··· Source text

Yet, as the gun fired, she took off like a champ. For three rounds she fronted the group. And then, her mind collapsed. With 100m remaining, two runners passed her. In her mind, she saw no one else as the winner. And then two others leapfrogged. “And in that split second I told myself to just fall on purpose, and I fell really good, like I tripped or something,” said Hamilton in Learning to Lose: An Olympic Confessional, a BBC documentary. She pulled out of the next 2004 Athens Olympics at the last minute. And in 2005, suffering from depression, contemplated suicide.
Peter Haberl, a senior psychologist with Team USA for the Olympics, will be working with athletes who’ve suffered “crushing defeats” like Hamilton at the London Olympics. “To a certain extent it can be like stages of grieving,” Haberl told a website. “In that moment it is important to be present with an athlete and to help them understand that the moment, though it is extremely painful, will pass.”
Haberl often uses humour to drive out negativity. An athlete’s sob story usually starts with a cliché: “I let my country down.” Haberl makes them believe that they’re overestimating themselves. Yes you lost but when you returned home, Haberl asks, were all the flags at half mast, was the country in mourning, and did they close the schools?

······
··· Extracted material

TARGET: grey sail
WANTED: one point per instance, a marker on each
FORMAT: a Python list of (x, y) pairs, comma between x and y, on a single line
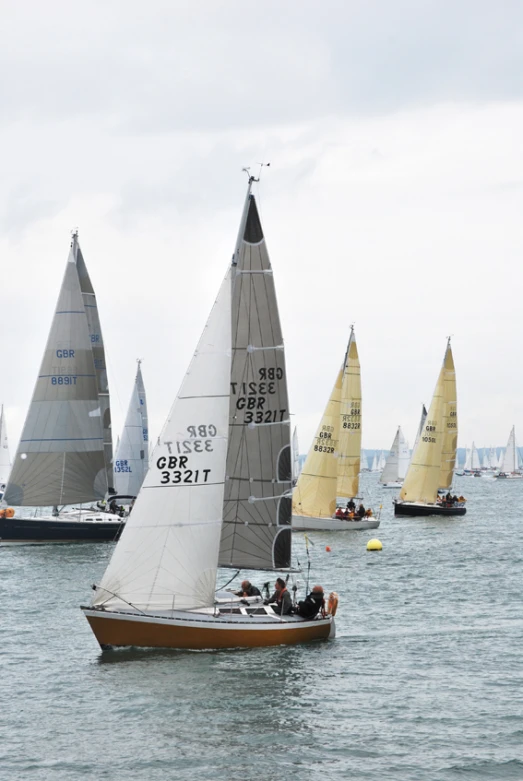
[(256, 529), (60, 458), (97, 345)]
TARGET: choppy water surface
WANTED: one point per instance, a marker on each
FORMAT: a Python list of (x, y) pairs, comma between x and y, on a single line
[(424, 680)]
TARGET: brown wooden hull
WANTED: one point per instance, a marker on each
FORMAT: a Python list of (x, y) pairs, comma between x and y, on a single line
[(113, 631)]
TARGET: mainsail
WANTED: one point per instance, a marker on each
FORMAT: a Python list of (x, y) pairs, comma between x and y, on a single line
[(60, 458), (167, 556), (315, 492), (510, 458), (256, 530), (132, 454), (397, 462), (5, 460), (422, 479), (295, 455), (349, 444), (97, 345), (450, 421)]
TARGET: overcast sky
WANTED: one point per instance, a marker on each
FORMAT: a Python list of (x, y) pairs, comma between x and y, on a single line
[(394, 197)]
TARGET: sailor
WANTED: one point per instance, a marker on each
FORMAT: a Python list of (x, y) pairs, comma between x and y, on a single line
[(281, 597), (248, 590), (312, 604)]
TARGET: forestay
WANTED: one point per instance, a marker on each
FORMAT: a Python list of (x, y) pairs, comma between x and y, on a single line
[(132, 454), (60, 458), (349, 446), (510, 461), (97, 346), (167, 556), (256, 532), (422, 479), (5, 460), (450, 421)]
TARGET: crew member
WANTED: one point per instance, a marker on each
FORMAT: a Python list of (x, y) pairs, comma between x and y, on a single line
[(312, 604), (248, 590), (281, 597)]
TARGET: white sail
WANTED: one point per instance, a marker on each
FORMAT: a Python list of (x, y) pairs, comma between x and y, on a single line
[(397, 462), (510, 458), (132, 453), (167, 556), (5, 459), (61, 456), (295, 455), (475, 463)]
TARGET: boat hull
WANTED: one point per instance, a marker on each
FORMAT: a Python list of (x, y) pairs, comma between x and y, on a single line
[(42, 530), (302, 523), (117, 630), (408, 509)]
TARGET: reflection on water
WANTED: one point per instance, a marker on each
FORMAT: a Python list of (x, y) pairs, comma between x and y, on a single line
[(422, 682)]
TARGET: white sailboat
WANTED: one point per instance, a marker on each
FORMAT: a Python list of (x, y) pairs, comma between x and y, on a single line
[(132, 453), (5, 459), (432, 464), (218, 491), (330, 475), (510, 464), (65, 451), (397, 462)]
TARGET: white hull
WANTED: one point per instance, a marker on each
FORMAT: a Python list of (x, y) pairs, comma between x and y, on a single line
[(301, 523)]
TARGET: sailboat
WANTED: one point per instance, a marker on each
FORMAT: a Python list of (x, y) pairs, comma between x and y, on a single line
[(510, 464), (62, 457), (132, 454), (330, 475), (218, 490), (397, 462), (433, 460), (5, 460)]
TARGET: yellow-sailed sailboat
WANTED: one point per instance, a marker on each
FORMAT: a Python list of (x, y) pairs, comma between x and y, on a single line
[(434, 458), (330, 475)]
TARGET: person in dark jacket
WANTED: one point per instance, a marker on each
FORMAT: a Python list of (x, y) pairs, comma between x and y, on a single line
[(248, 590), (280, 601), (312, 604)]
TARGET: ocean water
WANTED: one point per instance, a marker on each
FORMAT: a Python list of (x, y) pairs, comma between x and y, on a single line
[(424, 680)]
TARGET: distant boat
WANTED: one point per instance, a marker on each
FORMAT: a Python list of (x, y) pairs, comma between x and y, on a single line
[(397, 463), (433, 460), (330, 475), (132, 454), (65, 452), (510, 464), (218, 491), (5, 459)]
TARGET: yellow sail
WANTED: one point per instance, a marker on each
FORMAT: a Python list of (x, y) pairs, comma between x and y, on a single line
[(349, 451), (422, 479), (315, 493), (450, 421)]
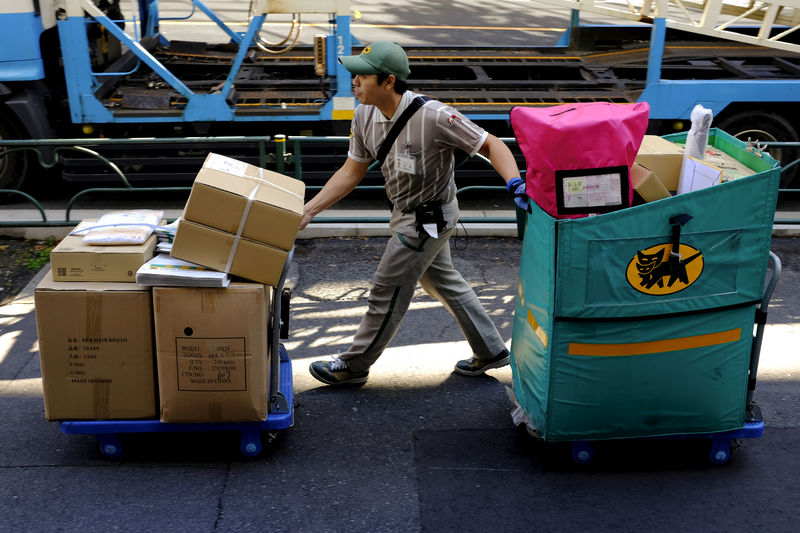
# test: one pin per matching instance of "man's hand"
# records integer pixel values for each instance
(517, 188)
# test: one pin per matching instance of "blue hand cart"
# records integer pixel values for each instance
(639, 324)
(280, 413)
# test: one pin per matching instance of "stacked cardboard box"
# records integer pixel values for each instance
(240, 219)
(108, 345)
(656, 173)
(96, 349)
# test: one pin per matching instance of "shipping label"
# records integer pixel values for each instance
(88, 358)
(216, 364)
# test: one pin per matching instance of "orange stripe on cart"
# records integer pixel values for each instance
(666, 345)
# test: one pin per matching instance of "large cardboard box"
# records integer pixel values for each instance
(73, 260)
(647, 185)
(213, 352)
(96, 350)
(225, 252)
(237, 198)
(663, 158)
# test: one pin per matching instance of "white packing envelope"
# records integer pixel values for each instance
(696, 175)
(166, 270)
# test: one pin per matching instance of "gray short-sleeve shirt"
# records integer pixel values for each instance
(420, 165)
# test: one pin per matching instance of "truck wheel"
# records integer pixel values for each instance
(13, 166)
(766, 128)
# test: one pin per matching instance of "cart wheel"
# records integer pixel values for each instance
(720, 451)
(109, 445)
(251, 442)
(582, 452)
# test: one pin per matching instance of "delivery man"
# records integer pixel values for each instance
(418, 166)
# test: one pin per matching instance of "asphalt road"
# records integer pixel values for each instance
(417, 448)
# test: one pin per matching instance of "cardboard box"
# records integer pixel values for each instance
(96, 350)
(73, 260)
(212, 248)
(227, 194)
(663, 158)
(647, 185)
(697, 175)
(213, 352)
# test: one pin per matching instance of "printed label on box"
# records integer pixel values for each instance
(88, 360)
(211, 364)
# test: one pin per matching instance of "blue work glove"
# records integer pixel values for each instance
(517, 188)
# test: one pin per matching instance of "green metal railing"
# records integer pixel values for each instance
(284, 161)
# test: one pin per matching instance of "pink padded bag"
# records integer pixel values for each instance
(575, 137)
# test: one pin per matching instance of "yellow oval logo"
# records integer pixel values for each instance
(652, 272)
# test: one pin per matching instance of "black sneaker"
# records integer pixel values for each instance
(476, 367)
(336, 373)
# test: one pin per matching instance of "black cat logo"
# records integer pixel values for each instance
(656, 270)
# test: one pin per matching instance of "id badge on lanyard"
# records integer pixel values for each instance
(405, 163)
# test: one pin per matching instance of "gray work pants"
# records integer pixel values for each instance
(405, 261)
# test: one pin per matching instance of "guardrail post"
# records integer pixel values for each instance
(280, 153)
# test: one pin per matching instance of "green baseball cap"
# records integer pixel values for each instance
(380, 56)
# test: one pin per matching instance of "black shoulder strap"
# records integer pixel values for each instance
(388, 142)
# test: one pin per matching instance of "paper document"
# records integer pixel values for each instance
(696, 175)
(166, 270)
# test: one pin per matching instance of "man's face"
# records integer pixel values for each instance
(367, 89)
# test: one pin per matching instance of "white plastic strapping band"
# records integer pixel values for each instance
(238, 235)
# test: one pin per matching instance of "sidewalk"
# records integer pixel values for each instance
(418, 448)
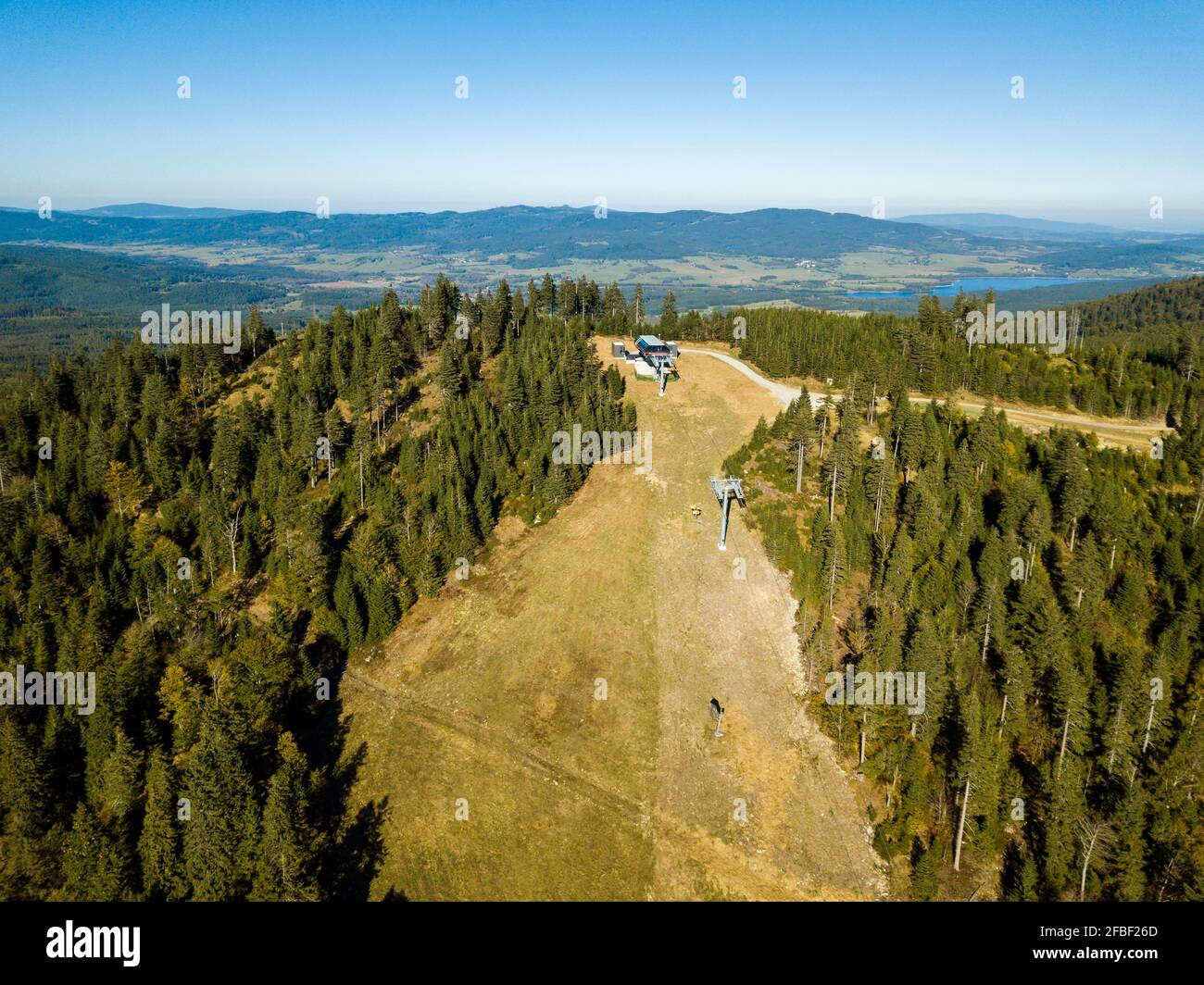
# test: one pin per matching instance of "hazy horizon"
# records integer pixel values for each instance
(835, 106)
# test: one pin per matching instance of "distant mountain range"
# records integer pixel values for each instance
(152, 211)
(1016, 227)
(540, 235)
(537, 237)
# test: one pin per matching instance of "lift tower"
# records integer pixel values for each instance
(725, 491)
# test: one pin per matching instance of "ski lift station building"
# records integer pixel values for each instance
(653, 357)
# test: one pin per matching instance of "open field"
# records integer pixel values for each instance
(490, 695)
(1112, 432)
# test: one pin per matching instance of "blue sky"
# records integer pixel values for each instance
(629, 101)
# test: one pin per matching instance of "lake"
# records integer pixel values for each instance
(979, 284)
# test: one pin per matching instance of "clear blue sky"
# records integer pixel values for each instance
(631, 101)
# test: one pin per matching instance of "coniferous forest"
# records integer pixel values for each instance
(1048, 589)
(211, 533)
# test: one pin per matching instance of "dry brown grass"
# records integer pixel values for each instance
(488, 693)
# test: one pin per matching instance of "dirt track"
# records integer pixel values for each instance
(488, 696)
(1132, 433)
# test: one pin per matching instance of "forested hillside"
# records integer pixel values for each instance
(1048, 592)
(171, 521)
(1121, 367)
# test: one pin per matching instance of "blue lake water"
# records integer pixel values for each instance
(978, 284)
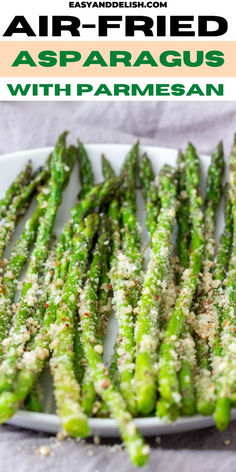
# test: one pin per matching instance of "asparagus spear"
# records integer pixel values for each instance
(222, 409)
(88, 392)
(224, 363)
(16, 264)
(114, 220)
(85, 170)
(19, 206)
(126, 281)
(60, 171)
(15, 189)
(93, 351)
(13, 270)
(146, 331)
(204, 383)
(150, 193)
(182, 216)
(66, 388)
(32, 364)
(167, 377)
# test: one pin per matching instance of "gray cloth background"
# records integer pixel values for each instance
(25, 125)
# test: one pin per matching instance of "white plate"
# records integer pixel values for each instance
(10, 165)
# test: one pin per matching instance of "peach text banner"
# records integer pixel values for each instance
(10, 50)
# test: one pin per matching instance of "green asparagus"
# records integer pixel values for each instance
(167, 377)
(146, 331)
(15, 189)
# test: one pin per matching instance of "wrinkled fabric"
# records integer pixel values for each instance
(25, 125)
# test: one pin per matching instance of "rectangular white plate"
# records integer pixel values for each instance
(10, 166)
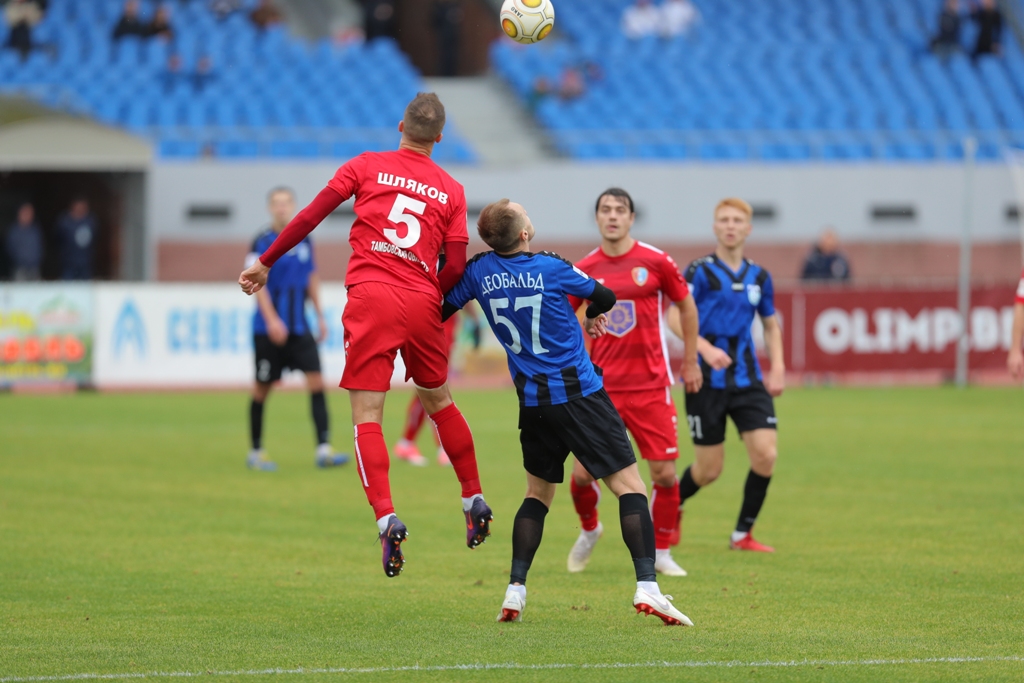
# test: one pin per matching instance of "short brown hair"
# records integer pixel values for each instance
(737, 204)
(424, 118)
(500, 225)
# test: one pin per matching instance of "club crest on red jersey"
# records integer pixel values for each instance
(622, 318)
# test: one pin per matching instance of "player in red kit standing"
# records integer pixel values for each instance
(408, 209)
(637, 376)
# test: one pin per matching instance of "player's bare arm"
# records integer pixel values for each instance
(775, 382)
(1015, 361)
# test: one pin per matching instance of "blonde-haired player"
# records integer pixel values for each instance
(729, 291)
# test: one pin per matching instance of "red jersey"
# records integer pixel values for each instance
(407, 207)
(634, 354)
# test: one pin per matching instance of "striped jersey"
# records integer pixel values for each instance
(727, 302)
(524, 299)
(288, 283)
(634, 354)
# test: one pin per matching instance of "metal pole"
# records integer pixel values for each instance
(964, 293)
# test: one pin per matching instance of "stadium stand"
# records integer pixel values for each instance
(778, 80)
(266, 94)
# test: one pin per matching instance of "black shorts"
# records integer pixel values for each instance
(751, 409)
(299, 352)
(589, 428)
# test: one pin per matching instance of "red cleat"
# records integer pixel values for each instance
(748, 543)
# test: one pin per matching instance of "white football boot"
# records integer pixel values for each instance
(665, 564)
(513, 606)
(660, 606)
(583, 548)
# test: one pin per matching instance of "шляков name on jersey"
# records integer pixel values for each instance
(504, 281)
(412, 185)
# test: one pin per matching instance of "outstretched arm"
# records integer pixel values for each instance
(253, 279)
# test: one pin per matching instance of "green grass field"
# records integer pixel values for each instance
(133, 540)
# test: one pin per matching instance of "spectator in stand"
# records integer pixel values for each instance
(679, 18)
(22, 16)
(224, 8)
(946, 41)
(76, 236)
(265, 15)
(129, 24)
(25, 246)
(825, 262)
(161, 27)
(379, 18)
(641, 19)
(989, 20)
(448, 24)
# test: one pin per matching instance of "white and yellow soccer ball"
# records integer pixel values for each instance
(527, 20)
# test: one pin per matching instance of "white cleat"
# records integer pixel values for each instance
(513, 606)
(583, 548)
(665, 564)
(660, 606)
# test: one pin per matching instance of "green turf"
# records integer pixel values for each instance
(132, 539)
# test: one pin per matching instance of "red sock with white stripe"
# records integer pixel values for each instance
(457, 439)
(664, 512)
(586, 499)
(373, 460)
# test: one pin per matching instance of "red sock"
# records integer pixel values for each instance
(665, 513)
(373, 461)
(586, 499)
(458, 443)
(414, 419)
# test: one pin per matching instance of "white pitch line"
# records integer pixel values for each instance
(511, 667)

······

* [Questions to answer]
**A)** In the passage on Olympic defeat, which documentary is Hamilton quoted in?
**B)** State whether each statement agrees with the passage on Olympic defeat, answering yes or no and quoting the words that decide it: (i) Hamilton pulled out of the 2004 Athens Olympics at the last minute. (ii) Peter Haberl is a senior psychologist with Team USA. (iii) Haberl relies on strict discipline to drive out negativity.
**C)** Transcribe the passage on Olympic defeat between "Haberl often uses" and "close the schools?", inclusive.
None of the records are needed here.

* [Answers]
**A)** Learning to Lose: An Olympic Confessional, a BBC documentary.

**B)**
(i) Yes: "She pulled out of the next 2004 Athens Olympics at the last minute."
(ii) Yes: "Peter Haberl, a senior psychologist with Team USA for the Olympics"
(iii) No: "Haberl often uses humour to drive out negativity."

**C)**
Haberl often uses humour to drive out negativity. An athlete’s sob story usually starts with a cliché: “I let my country down.” Haberl makes them believe that they’re overestimating themselves. Yes you lost but when you returned home, Haberl asks, were all the flags at half mast, was the country in mourning, and did they close the schools?